[[ Extracted text open ]]

In both of these examples, we see already-existing relationships being used to create new synergistic interactions. The interactions are synergistic because they can be made to accomplish more than the existing relationships alone would. The result is that an indirect relationship becomes a more direct one and the relational structure becomes more dense. Leveraging, like synergy, is often dismissed as a buzzword, but here, we find that it usefully captures the work of using existing relationships to aid synergizing.

The rest of this paper develops these ideas further and exemplifies them using data from a particular instance of cyberinfrastructure development. We first describe our methods and the study site, and then we present two examples of synergizing activities. Finally, we discuss implications of this work for studying and developing cyberinfrastructure.

4 Our study and methods

In order to investigate the development of cyberinfrastructure, we employed qualitative research methods including ethnographic observation, interviews, and analysis of artifacts such as documents, web pages, databases, etc. This approach consisted of entering into sites involved in the production of scientific research, technological artifacts, and other resources, getting to know the people, participating in the daily routines of the settings, and observing what was going on. Our goal was to observe ordinary conditions, responses to events, and experience events ourselves as much as possible in order to understand “social life as process” (Emerson et al. 1995).

Our initial goal was to investigate cyberinfrastructure development practices through an in-depth study of a single project, the Community Cyberinfrastructure for Advanced Marine Microbial Ecology Research and Analysis (CAMERA). We describe the project in detail in the next section. At the time of writing, we have been studying the CAMERA development project and other metagenomics cyberinfrastructure efforts for over two years. We were granted access to the project site by CAMERA’s directors, and we were introduced at a regular project meeting. Our role was as outside observers, and we were described to project staff as academic social scientists studying the development of cyberinfrastructure. In a four-month period of on-site observation at CAMERA’s headquarters in the first half of 2008, we observed seven regular group meetings of the development team, six scheduled subproject meetings, and numerous ad-hoc meetings. During this time, one of the authors had an assigned desk in the development team’s work area, and spent more than 70 hours in on-site observation. Six of the full-time developers had desks in this open-plan work area, and other team members had offices on the same floor. Observations included shadowing several of the team members, sitting in on casual conversations among the team, and noting general patterns of interaction among team members. Because much of the development work is highly technical and focused on the computer screen, sitting with the group provided the opportunity to ask developers about current work, or to provide explanations and context for other events.

Over the course of the study, we conducted thirty-four in-depth interviews with twenty-seven individuals. Our initial interview sample focused on the members of the CAMERA development team, including anyone who came to weekly development meetings, anyone identified as a member of the project by the project director, and anyone listed as project staff on the CAMERA web site. Of this group, we were able to interview all but four individuals who were unavailable or did not wish to participate. We developed our participant pool through “snowball” sampling, in which we asked each interviewee to list other key individuals they worked with as part of their CAMERA activities. Guided by our ongoing data analysis, we expanded our scope to include additional categories of participants, including CAMERA’s funders (staff at the Gordon and Betty Moore Foundation), microbiologists and bioinformaticists who were involved in metagenomics research, developers of other similar (and sometimes competing) systems to support metagenomics research, and members of a standards development consortium in which CAMERA participates. In addition to interviews with these participants, we also conducted over 30 hours of observation in metagenomics laboratories and attended related conferences and workshops.

[[ Extracted text closed ]]
[[ Excerpted data open ]]

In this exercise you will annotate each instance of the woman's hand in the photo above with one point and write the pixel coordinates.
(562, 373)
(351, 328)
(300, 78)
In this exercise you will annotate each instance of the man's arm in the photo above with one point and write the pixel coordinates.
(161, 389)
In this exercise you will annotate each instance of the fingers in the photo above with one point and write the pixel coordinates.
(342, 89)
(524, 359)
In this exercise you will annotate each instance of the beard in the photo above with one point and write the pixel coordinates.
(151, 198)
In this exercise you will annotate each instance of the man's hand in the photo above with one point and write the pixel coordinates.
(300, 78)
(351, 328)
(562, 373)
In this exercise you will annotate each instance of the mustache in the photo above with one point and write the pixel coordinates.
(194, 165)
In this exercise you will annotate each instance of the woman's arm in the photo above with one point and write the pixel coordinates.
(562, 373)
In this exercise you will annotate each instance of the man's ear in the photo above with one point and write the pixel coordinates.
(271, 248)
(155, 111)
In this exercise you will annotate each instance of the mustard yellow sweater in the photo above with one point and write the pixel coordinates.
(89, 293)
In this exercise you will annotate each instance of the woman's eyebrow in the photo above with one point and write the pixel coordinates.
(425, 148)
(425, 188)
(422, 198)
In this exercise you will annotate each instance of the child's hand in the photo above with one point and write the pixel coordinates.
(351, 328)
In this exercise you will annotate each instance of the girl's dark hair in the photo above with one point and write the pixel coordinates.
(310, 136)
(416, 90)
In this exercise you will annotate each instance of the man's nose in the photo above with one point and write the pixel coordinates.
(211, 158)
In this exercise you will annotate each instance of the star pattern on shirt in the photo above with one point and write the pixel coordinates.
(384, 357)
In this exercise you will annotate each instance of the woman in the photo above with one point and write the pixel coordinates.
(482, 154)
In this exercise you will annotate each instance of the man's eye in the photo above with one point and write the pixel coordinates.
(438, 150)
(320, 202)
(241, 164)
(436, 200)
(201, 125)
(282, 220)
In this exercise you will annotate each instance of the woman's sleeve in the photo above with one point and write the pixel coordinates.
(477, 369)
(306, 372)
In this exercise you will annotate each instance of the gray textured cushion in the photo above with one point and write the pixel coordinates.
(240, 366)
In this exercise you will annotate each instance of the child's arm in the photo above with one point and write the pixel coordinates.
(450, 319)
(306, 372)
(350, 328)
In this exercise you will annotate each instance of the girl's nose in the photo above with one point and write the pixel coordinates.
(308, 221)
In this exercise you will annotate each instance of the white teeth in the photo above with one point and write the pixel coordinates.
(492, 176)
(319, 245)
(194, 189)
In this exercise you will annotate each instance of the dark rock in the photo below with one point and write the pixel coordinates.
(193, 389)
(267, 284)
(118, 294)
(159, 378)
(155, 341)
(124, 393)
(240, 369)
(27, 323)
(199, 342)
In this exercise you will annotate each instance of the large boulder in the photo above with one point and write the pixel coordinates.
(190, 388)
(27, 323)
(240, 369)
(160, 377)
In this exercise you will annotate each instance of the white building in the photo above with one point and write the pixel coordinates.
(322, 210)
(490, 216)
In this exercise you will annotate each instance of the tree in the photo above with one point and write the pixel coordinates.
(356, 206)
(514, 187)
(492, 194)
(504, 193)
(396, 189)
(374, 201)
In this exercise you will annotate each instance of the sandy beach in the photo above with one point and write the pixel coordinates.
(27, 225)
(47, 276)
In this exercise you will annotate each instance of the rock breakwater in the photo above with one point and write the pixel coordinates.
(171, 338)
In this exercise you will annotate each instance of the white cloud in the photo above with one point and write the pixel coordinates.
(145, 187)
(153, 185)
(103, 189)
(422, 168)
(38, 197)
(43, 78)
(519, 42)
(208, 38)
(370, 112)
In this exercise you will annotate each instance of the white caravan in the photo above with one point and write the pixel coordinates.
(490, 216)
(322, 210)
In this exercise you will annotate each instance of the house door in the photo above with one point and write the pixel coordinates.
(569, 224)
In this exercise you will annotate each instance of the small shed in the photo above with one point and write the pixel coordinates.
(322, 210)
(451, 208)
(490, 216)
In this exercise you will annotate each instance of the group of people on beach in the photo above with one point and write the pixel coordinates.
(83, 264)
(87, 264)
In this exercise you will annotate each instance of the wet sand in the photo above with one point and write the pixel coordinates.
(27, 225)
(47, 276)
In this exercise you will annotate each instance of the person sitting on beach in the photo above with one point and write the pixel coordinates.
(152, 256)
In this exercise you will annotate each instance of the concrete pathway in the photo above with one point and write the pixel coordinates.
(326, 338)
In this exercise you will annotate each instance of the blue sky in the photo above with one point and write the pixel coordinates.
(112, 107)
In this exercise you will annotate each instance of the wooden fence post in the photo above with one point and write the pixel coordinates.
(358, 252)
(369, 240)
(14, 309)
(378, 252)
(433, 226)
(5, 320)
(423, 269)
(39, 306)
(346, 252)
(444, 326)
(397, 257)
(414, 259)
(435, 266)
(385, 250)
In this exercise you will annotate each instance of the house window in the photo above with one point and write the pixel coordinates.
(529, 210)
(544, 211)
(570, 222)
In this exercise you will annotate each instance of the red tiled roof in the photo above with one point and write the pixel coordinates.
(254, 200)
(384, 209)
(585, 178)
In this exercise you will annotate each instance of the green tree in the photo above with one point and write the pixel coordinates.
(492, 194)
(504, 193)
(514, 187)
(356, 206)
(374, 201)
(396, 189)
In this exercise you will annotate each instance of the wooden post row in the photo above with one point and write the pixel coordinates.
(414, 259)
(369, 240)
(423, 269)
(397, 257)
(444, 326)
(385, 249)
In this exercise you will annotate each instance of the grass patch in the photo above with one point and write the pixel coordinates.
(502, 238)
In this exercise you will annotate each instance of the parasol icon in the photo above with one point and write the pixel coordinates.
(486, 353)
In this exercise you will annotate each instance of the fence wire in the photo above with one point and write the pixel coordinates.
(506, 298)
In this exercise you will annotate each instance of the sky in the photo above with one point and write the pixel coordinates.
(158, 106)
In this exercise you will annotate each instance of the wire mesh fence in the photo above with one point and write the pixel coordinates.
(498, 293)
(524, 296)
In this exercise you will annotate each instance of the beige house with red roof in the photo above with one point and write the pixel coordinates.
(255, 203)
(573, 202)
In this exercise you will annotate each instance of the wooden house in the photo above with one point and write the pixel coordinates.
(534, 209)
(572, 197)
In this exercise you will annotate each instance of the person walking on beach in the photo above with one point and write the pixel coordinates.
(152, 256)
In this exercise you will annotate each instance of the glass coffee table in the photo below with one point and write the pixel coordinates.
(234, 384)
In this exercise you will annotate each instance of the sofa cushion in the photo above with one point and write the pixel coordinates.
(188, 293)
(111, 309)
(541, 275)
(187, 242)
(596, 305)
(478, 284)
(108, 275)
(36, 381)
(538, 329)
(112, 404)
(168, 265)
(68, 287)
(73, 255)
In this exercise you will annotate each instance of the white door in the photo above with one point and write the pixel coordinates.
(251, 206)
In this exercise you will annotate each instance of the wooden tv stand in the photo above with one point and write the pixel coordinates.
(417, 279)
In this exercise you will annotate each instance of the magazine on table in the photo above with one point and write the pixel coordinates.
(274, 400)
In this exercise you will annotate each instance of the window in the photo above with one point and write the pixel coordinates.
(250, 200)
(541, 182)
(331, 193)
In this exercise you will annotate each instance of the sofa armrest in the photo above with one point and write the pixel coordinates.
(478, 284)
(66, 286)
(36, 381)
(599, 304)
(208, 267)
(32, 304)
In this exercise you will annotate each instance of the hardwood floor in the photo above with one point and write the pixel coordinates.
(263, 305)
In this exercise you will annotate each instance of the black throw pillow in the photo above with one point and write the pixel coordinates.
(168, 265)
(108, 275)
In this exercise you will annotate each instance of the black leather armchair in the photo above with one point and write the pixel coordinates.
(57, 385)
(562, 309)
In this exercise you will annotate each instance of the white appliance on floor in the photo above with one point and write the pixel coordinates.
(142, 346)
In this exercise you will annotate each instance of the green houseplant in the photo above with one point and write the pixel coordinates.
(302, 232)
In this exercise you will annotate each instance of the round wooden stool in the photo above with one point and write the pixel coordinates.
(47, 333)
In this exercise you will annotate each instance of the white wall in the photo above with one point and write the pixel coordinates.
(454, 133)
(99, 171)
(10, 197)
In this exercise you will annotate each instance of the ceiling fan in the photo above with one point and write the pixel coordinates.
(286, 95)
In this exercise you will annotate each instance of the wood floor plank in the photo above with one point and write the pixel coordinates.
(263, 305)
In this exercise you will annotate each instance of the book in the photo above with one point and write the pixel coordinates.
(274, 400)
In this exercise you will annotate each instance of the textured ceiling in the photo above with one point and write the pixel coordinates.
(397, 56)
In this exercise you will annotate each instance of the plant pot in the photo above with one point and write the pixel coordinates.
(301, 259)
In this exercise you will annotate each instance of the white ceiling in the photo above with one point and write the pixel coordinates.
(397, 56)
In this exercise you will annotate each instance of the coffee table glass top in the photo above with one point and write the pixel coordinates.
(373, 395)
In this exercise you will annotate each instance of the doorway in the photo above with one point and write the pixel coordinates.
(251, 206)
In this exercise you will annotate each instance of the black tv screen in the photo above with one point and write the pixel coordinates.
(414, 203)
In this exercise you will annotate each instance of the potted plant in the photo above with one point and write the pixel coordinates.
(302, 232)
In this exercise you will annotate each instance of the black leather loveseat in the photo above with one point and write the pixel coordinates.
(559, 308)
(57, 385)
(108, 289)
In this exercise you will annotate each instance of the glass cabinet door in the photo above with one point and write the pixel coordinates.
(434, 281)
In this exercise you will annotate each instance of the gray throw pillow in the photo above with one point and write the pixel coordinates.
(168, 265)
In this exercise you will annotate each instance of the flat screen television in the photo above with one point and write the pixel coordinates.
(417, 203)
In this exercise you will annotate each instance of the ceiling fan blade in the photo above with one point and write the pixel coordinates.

[[ Excerpted data closed ]]

● Assignment A:
Please reproduce the stretch of the cyberinfrastructure passage from "4 Our study" through "et al. 1995).".
● Assignment B:
Summarize the cyberinfrastructure passage in three sentences.
The data have no connection to the cyberinfrastructure passage.

● Expected answer A:
4 Our study and methods

In order to investigate the development of cyberinfrastructure, we employed qualitative research methods including ethnographic observation, interviews, and analysis of artifacts such as documents, web pages, databases, etc. This approach consisted of entering into sites involved in the production of scientific research, technological artifacts, and other resources, getting to know the people, participating in the daily routines of the settings, and observing what was going on. Our goal was to observe ordinary conditions, responses to events, and experience events ourselves as much as possible in order to understand “social life as process” (Emerson et al. 1995).

● Expected answer B:
Existing relationships can be leveraged to create synergistic interactions that accomplish more than those relationships alone would, turning indirect relationships into more direct ones and making the relational structure denser. To investigate cyberinfrastructure development, the authors used qualitative methods, including ethnographic observation, interviews, and analysis of artifacts, centered on an in-depth study of the CAMERA project. Their work included more than 70 hours of on-site observation at CAMERA's headquarters, thirty-four interviews with twenty-seven individuals recruited partly through snowball sampling, and over 30 hours of observation in metagenomics laboratories.